Show each line in the rows below that contains the string "target".

*Stored records*
— begin —

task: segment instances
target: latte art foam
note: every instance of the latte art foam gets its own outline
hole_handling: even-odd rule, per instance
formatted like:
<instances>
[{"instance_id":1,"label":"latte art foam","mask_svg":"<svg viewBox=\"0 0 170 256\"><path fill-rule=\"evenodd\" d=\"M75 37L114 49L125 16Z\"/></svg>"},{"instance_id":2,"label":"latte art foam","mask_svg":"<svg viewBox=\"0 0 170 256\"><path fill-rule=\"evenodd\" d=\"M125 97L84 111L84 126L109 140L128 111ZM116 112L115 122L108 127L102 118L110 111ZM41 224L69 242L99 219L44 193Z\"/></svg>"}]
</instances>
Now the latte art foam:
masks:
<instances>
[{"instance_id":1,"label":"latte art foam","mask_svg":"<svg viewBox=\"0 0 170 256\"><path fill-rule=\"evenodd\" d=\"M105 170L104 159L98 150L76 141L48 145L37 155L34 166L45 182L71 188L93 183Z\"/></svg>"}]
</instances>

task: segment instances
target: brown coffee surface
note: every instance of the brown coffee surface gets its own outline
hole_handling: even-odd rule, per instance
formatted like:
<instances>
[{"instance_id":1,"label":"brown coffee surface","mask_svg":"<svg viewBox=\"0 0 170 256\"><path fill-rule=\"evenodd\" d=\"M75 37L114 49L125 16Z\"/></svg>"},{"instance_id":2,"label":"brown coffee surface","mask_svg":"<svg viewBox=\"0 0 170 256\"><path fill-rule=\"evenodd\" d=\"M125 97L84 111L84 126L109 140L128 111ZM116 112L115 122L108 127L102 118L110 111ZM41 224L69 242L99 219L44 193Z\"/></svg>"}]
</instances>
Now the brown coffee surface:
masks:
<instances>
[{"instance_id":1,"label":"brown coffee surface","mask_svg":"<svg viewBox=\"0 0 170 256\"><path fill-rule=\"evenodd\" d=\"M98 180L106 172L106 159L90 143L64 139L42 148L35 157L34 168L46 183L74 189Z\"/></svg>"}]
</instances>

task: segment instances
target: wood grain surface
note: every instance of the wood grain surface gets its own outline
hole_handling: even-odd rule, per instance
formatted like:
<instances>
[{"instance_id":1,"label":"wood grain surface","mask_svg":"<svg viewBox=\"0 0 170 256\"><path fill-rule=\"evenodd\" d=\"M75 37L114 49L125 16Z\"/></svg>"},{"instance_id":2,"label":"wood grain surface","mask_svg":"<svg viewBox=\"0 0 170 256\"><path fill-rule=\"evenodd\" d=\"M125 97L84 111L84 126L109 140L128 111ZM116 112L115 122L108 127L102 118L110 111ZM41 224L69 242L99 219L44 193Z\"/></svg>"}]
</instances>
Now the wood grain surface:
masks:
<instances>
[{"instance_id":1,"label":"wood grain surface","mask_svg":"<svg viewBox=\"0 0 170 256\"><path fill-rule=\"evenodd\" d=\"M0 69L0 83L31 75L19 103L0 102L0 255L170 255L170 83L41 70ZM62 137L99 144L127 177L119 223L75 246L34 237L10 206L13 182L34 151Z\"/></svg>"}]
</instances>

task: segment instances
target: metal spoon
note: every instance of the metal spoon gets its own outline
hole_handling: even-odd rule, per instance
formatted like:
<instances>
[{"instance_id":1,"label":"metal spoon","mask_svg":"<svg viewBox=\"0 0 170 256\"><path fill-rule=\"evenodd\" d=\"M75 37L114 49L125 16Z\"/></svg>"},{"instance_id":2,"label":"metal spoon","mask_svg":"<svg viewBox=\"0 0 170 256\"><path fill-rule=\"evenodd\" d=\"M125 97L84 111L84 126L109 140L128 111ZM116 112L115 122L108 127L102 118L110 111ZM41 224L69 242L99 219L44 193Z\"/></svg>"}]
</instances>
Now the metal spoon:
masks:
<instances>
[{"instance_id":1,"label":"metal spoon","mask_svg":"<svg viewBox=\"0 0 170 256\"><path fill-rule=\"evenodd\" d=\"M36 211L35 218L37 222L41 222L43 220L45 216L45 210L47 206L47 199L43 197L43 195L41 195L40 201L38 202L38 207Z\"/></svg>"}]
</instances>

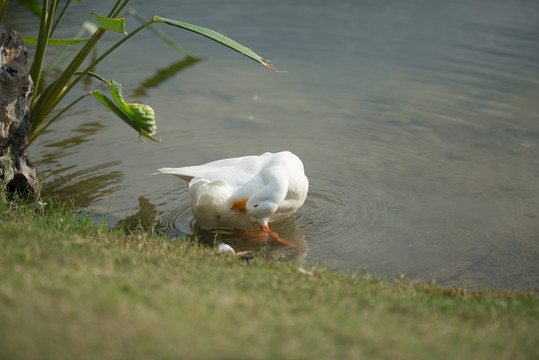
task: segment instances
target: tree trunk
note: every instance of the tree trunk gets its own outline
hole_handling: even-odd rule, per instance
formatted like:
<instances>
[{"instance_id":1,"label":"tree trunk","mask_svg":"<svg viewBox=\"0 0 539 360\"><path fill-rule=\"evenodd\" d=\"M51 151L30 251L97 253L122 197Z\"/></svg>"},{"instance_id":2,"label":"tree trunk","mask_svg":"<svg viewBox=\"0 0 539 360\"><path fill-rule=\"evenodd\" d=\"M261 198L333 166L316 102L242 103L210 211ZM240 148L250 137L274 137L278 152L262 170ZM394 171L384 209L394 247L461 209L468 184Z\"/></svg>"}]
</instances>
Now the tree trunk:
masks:
<instances>
[{"instance_id":1,"label":"tree trunk","mask_svg":"<svg viewBox=\"0 0 539 360\"><path fill-rule=\"evenodd\" d=\"M9 191L39 192L35 169L26 157L34 85L22 37L0 24L0 183Z\"/></svg>"}]
</instances>

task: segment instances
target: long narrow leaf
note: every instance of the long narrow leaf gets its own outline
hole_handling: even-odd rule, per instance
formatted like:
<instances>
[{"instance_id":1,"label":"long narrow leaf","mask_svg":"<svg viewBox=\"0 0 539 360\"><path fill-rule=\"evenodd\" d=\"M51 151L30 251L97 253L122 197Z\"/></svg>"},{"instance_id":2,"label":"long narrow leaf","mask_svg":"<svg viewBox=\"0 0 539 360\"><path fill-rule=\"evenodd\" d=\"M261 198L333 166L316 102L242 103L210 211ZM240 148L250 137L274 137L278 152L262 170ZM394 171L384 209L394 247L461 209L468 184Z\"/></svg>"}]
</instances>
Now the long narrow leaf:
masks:
<instances>
[{"instance_id":1,"label":"long narrow leaf","mask_svg":"<svg viewBox=\"0 0 539 360\"><path fill-rule=\"evenodd\" d=\"M113 18L106 18L104 16L100 16L96 14L95 12L92 12L92 14L95 17L95 20L105 30L114 31L120 34L127 34L125 32L125 19L113 19Z\"/></svg>"},{"instance_id":2,"label":"long narrow leaf","mask_svg":"<svg viewBox=\"0 0 539 360\"><path fill-rule=\"evenodd\" d=\"M129 9L127 11L127 13L131 16L133 16L135 19L137 19L141 24L145 24L147 23L148 21L146 19L144 19L141 15L139 15L139 13L137 13L135 10L133 9ZM160 38L161 40L163 40L163 42L165 44L167 44L168 46L170 46L171 48L173 48L174 50L176 50L177 52L179 52L180 54L184 55L185 57L188 57L190 59L199 59L198 57L196 57L195 55L189 53L187 50L185 50L184 48L182 48L180 45L178 45L174 40L172 40L170 38L170 36L168 36L167 34L165 34L163 31L159 30L158 28L156 28L155 26L149 26L148 29L153 32L158 38Z\"/></svg>"},{"instance_id":3,"label":"long narrow leaf","mask_svg":"<svg viewBox=\"0 0 539 360\"><path fill-rule=\"evenodd\" d=\"M163 17L160 17L160 16L154 16L153 21L164 23L164 24L171 25L171 26L176 26L176 27L179 27L179 28L182 28L182 29L185 29L185 30L189 30L189 31L194 32L196 34L205 36L208 39L216 41L216 42L218 42L218 43L220 43L220 44L222 44L222 45L224 45L226 47L229 47L232 50L235 50L235 51L239 52L240 54L243 54L243 55L247 56L248 58L256 61L257 63L260 63L260 64L264 65L268 69L275 70L273 68L273 65L271 65L268 60L263 59L260 55L258 55L257 53L255 53L251 49L241 45L240 43L232 40L231 38L229 38L229 37L227 37L225 35L222 35L222 34L216 32L214 30L204 28L204 27L201 27L201 26L197 26L197 25L193 25L193 24L188 24L188 23L182 22L182 21L166 19L166 18L163 18Z\"/></svg>"},{"instance_id":4,"label":"long narrow leaf","mask_svg":"<svg viewBox=\"0 0 539 360\"><path fill-rule=\"evenodd\" d=\"M31 38L26 36L22 37L22 41L24 41L26 44L36 45L38 40L39 39L37 38ZM47 40L47 45L77 45L86 41L88 41L88 39L49 39Z\"/></svg>"}]
</instances>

— end —

*Exercise output*
target: latte art foam
target: brown coffee surface
target: wood grain surface
target: metal spoon
target: tree trunk
target: long narrow leaf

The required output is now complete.